Algo muy significativo que es bueno destacar, es el hecho acontecido en 1929, cuando el entonces Historiador de la Ciudad, Emilio Roig de Leuchsenring, protegió a Enríquez, al brindarle el espacio en su bufete, para que el artista colocara sus obras, con el tema del desnudo, que se negaron a exponer en el Lyceun, las socias habaneras, mujeres adineradas, porque las consideraban un escándalo. Dicen que la muestra fue admirada por importantes personalidades del momento. El pintor también fue censurado, años después, al no dejarlo exponer algunas de sus obras, en la Asociación de Reporteros de la Habana.
Etapa difícil para la Cuba de entonces. Sobre 1930, ya comienza Enríquez, a definir su estilo. De esta época, es La Virgen del Cobre, muy mestiza, muy nuestra, muy cubana. Se va alejando del expresionismo y se acerca mucho más al descubrimiento de su tierra antillana.
Vuelve de viaje por el viejo continente. Tanto este periplo por varios países, como el anterior, le sigue aportando extraordinarios conocimientos. Llega muy seguro de sus propósitos y despliega en sus obras las mejores inspiraciones. Al encontrarse con amigos pintores, intercambia ideas y proyectos. Avanza el año 1934.
Mientras continúa recreando el desnudo, se propone crear obras abiertas a evidencias sociales, al que pertenecen los grandes lienzos que lo distinguen y que se ha dado en llamar, “El romancero criollo o guajiro”. El mundo del campo cubano, aparece recreado, en sus fabulosos cuadros.
En una entrevista comentó: “Actualmente me interesa interpretar el sentido cubano, americano y continental de ambiente, pero alejándome de las Escuelas europeas”.
De esta manera, escaló un sitial distinguido y dejó una huella imperecedera en todos los artistas que le sucedieron.
Siempre le interesó la literatura.
Escribió artículos en publicaciones de la época, diseñó una escenografía, ilustró libros, entre ellos: “El Son Entero”, de Nicolás Guillén. Escribió dos novelas, la primera llamada “Tilín García” y en la década del 40, “La Vuelta de Chencho, y aquí les inserto unas palabras de Graziella Pogolloti, que lo conoció muy bien, y desde muy niña:
“Carlos Enríquez se identificaba con Tilín García, el héroe justiciero de una de sus novelas y con el personaje de La vuelta de Chencho, texto lamentablemente olvidado, quien regresa de la muerte para repartir bienes entre los desamparados de su vecindario”.

MATERIAL PROPORCIONADO -

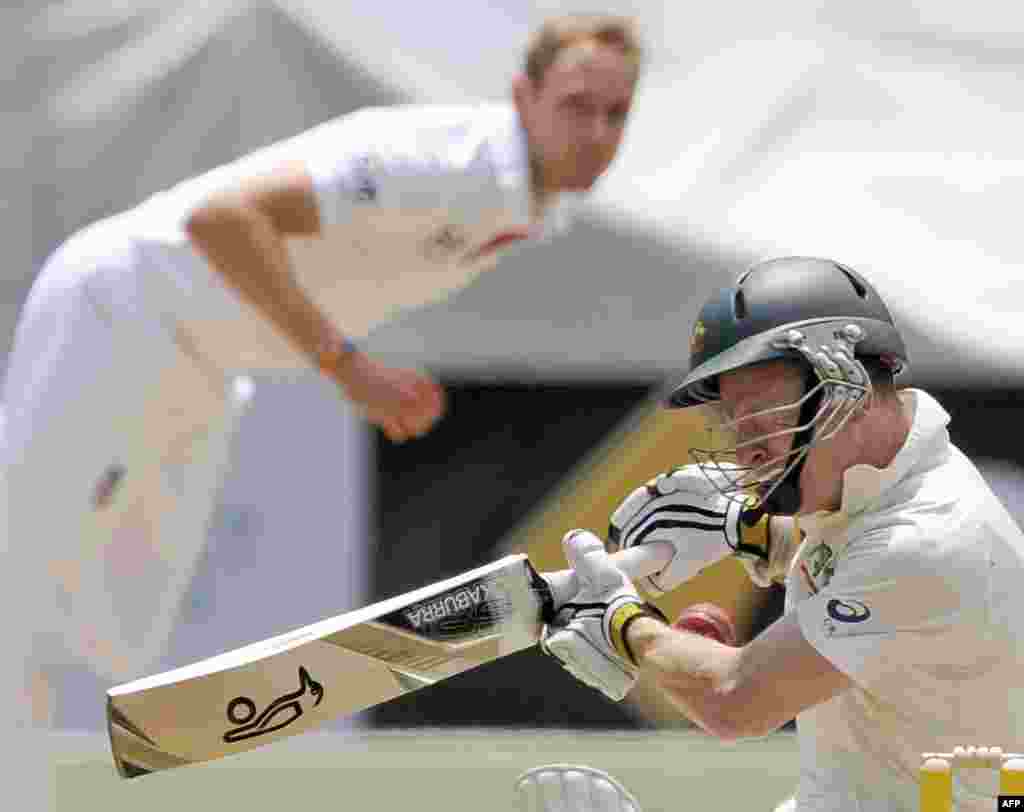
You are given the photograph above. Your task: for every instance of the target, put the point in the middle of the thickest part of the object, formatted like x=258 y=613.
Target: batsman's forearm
x=694 y=672
x=244 y=248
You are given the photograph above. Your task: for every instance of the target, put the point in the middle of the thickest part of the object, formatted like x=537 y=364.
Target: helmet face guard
x=815 y=311
x=840 y=387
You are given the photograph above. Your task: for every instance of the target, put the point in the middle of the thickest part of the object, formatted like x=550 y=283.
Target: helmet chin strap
x=784 y=499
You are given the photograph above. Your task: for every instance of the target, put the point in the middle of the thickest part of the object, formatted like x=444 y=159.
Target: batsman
x=902 y=569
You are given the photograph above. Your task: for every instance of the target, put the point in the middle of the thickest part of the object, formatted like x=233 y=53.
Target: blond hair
x=560 y=33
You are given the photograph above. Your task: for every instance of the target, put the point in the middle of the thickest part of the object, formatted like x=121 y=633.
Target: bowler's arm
x=242 y=230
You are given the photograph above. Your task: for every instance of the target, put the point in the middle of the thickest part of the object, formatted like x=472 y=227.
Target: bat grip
x=645 y=559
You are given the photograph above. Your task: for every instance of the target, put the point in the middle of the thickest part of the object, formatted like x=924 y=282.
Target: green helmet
x=752 y=322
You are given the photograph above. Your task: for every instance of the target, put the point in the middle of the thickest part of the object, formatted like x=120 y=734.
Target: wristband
x=621 y=621
x=335 y=347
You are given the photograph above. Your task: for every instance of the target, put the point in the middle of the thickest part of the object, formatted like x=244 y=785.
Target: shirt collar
x=510 y=154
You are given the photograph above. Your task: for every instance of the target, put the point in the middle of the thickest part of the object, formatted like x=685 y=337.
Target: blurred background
x=885 y=134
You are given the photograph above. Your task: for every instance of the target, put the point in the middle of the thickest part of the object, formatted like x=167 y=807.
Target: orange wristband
x=332 y=350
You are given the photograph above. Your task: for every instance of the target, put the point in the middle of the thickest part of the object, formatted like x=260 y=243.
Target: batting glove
x=683 y=508
x=588 y=633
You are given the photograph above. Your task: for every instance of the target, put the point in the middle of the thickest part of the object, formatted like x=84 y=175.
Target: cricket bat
x=293 y=682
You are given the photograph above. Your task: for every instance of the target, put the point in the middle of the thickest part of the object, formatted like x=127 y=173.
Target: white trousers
x=116 y=437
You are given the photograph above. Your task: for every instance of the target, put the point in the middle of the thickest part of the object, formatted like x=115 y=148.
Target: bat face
x=292 y=683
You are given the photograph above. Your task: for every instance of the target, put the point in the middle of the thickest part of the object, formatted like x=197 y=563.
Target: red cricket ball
x=709 y=621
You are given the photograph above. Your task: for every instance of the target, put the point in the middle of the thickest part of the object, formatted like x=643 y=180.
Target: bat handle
x=646 y=559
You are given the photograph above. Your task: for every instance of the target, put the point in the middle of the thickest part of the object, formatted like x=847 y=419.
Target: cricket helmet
x=816 y=311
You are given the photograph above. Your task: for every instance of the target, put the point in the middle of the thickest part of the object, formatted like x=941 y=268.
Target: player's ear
x=522 y=93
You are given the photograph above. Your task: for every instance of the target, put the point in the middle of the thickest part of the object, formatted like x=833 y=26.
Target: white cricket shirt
x=415 y=202
x=913 y=589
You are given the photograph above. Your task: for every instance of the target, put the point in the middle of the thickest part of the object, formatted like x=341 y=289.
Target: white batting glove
x=683 y=508
x=587 y=633
x=570 y=787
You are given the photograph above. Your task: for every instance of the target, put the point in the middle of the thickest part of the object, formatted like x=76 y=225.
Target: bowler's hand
x=403 y=402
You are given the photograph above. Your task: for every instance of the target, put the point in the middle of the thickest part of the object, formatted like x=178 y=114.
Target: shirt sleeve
x=900 y=598
x=343 y=161
x=392 y=158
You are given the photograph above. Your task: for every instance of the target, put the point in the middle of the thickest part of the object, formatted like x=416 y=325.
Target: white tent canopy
x=886 y=135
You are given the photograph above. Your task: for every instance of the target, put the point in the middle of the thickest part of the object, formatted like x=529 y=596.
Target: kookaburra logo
x=448 y=605
x=281 y=713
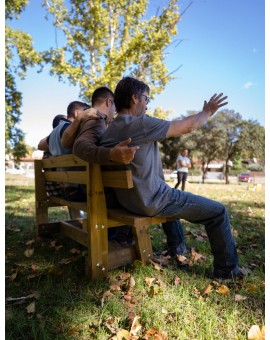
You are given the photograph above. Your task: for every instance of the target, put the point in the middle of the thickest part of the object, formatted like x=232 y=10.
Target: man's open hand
x=216 y=102
x=121 y=153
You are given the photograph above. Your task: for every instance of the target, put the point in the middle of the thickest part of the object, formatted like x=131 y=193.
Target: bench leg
x=96 y=262
x=143 y=243
x=74 y=213
x=41 y=217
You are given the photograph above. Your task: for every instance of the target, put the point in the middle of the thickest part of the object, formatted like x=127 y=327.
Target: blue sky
x=222 y=51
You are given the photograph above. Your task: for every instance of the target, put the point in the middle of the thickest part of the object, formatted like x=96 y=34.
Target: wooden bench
x=92 y=231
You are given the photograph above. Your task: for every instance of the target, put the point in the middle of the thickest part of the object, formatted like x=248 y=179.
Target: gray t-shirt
x=150 y=193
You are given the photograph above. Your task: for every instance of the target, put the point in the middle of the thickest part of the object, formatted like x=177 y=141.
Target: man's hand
x=214 y=104
x=90 y=114
x=121 y=153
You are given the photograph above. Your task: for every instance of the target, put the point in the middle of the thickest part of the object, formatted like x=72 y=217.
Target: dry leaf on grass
x=31 y=308
x=239 y=297
x=122 y=334
x=224 y=290
x=206 y=290
x=149 y=280
x=256 y=333
x=156 y=266
x=74 y=251
x=135 y=327
x=29 y=252
x=66 y=261
x=28 y=243
x=250 y=287
x=182 y=260
x=124 y=276
x=131 y=283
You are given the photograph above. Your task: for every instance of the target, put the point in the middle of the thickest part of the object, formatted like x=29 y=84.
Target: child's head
x=57 y=119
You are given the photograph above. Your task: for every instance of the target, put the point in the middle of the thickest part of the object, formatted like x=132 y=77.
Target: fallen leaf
x=66 y=261
x=131 y=282
x=177 y=280
x=31 y=308
x=52 y=244
x=151 y=331
x=124 y=276
x=34 y=267
x=135 y=327
x=114 y=287
x=182 y=260
x=127 y=297
x=74 y=251
x=250 y=287
x=28 y=243
x=224 y=290
x=156 y=266
x=149 y=280
x=29 y=252
x=207 y=290
x=13 y=276
x=123 y=334
x=161 y=336
x=256 y=333
x=239 y=297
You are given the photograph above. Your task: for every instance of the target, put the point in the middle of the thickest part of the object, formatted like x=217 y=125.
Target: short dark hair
x=57 y=119
x=76 y=105
x=125 y=89
x=101 y=94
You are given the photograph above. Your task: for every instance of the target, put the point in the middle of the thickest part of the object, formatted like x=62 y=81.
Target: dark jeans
x=175 y=237
x=213 y=215
x=181 y=177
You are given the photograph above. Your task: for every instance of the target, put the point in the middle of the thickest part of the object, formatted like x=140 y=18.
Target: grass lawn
x=49 y=297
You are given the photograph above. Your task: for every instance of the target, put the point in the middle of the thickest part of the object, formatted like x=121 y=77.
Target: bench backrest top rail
x=64 y=164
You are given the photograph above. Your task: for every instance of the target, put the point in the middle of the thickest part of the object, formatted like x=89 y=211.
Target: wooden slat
x=76 y=205
x=128 y=217
x=66 y=176
x=97 y=225
x=117 y=179
x=63 y=161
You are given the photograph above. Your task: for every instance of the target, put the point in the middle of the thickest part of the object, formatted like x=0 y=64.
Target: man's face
x=142 y=102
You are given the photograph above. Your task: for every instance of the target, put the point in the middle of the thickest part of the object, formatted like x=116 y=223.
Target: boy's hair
x=57 y=119
x=76 y=105
x=125 y=89
x=100 y=95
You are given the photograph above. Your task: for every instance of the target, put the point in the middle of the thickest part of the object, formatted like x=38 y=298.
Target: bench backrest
x=71 y=169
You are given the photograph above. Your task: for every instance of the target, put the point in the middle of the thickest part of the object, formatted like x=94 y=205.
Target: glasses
x=146 y=98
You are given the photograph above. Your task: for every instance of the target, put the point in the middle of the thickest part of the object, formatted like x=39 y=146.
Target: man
x=183 y=164
x=151 y=195
x=86 y=147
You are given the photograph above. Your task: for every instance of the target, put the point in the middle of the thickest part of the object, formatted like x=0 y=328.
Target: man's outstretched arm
x=188 y=124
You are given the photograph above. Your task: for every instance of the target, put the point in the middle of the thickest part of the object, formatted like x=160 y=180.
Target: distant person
x=151 y=195
x=183 y=164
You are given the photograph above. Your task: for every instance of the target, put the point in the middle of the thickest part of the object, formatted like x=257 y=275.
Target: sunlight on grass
x=69 y=306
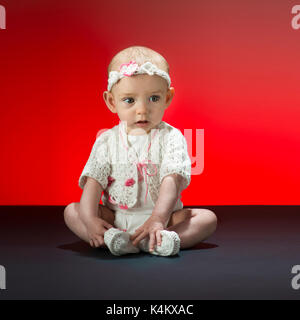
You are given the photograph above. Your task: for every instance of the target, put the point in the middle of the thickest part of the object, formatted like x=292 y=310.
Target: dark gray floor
x=249 y=257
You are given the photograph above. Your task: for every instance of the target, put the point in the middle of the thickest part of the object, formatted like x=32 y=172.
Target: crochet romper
x=132 y=218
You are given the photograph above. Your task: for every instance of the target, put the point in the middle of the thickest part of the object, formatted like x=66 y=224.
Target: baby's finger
x=136 y=234
x=152 y=241
x=100 y=241
x=107 y=225
x=158 y=237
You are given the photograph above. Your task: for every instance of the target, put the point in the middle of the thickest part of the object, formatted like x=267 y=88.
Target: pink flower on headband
x=128 y=69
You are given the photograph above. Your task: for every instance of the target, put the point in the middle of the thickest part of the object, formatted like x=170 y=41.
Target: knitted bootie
x=118 y=242
x=170 y=244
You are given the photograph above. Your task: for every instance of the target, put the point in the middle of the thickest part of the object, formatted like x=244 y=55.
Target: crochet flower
x=128 y=69
x=113 y=78
x=124 y=207
x=149 y=68
x=129 y=182
x=110 y=181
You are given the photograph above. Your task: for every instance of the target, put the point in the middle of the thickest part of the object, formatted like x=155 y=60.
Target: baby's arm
x=89 y=212
x=169 y=192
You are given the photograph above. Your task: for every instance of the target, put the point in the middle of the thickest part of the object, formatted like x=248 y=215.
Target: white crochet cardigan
x=114 y=163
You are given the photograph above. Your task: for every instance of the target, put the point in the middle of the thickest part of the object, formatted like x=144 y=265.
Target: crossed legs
x=192 y=225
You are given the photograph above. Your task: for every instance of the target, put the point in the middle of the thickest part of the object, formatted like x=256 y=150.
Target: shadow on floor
x=83 y=249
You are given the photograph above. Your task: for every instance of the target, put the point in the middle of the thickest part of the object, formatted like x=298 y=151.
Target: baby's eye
x=131 y=100
x=155 y=98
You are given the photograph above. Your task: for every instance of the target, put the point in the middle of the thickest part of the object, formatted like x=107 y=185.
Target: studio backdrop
x=234 y=65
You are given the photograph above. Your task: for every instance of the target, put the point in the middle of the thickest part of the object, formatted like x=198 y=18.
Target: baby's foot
x=118 y=242
x=170 y=244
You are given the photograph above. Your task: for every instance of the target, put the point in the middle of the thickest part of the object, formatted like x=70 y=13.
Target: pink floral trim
x=124 y=207
x=110 y=181
x=129 y=182
x=128 y=69
x=111 y=200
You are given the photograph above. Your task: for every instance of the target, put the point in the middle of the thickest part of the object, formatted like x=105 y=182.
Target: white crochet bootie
x=170 y=244
x=118 y=242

APLICA LO LEÍDO -
- 1) Enumera todos los años y décadas que menciona el fragmento sobre Carlos Enríquez.
- 2) Prosigue el fragmento sobre Carlos Enríquez a partir de la cita de Graziella Pogolloti con que termina.

RESULTADOS DEL EJERCICIO -
- 1) 1929, 1930, 1934 y la década del 40.

- 2)
Su última novela, “La feria de Guaicanama”, se publicó en 1959, al triunfo revolucionario.
En resumen, podemos decir que sus estudios logrados por viajes y relaciones de diversa índole, lo fueron definiendo como el artista que fue. Conoció la pintura de los grandes maestros españoles Goya, Velázquez, El Greco, y de otras latitudes que lo nutren y lo fortifican. En él se mezcla el conocimiento de las técnicas pictóricas alcanzadas en el Mundo, el erotismo, y la anatomía femenina, pero también, las leyendas del campo cubano, sus héroes, los patriotas y el sincretismo religioso.
Ya el más alto compromiso con la problemática social política y económica de aquellos difíciles tiempos de la Patria, está presente especialmente en los trabajos cargados de ironías de Marcelo Pogolloti y en la caricaturas de Eduardo Albela, con aquella serie tan popular y apreciada de “El bobo”.
A finales del 30 y mediados del 40, paseó el artista su obra por distintos países de América, continuó con la literatura y dio conferencias y escribió mucho como siempre quiso hacerlo. Fue una etapa de intensa actividad intelectual que enriqueció su obra, para bien de la cultura nacional.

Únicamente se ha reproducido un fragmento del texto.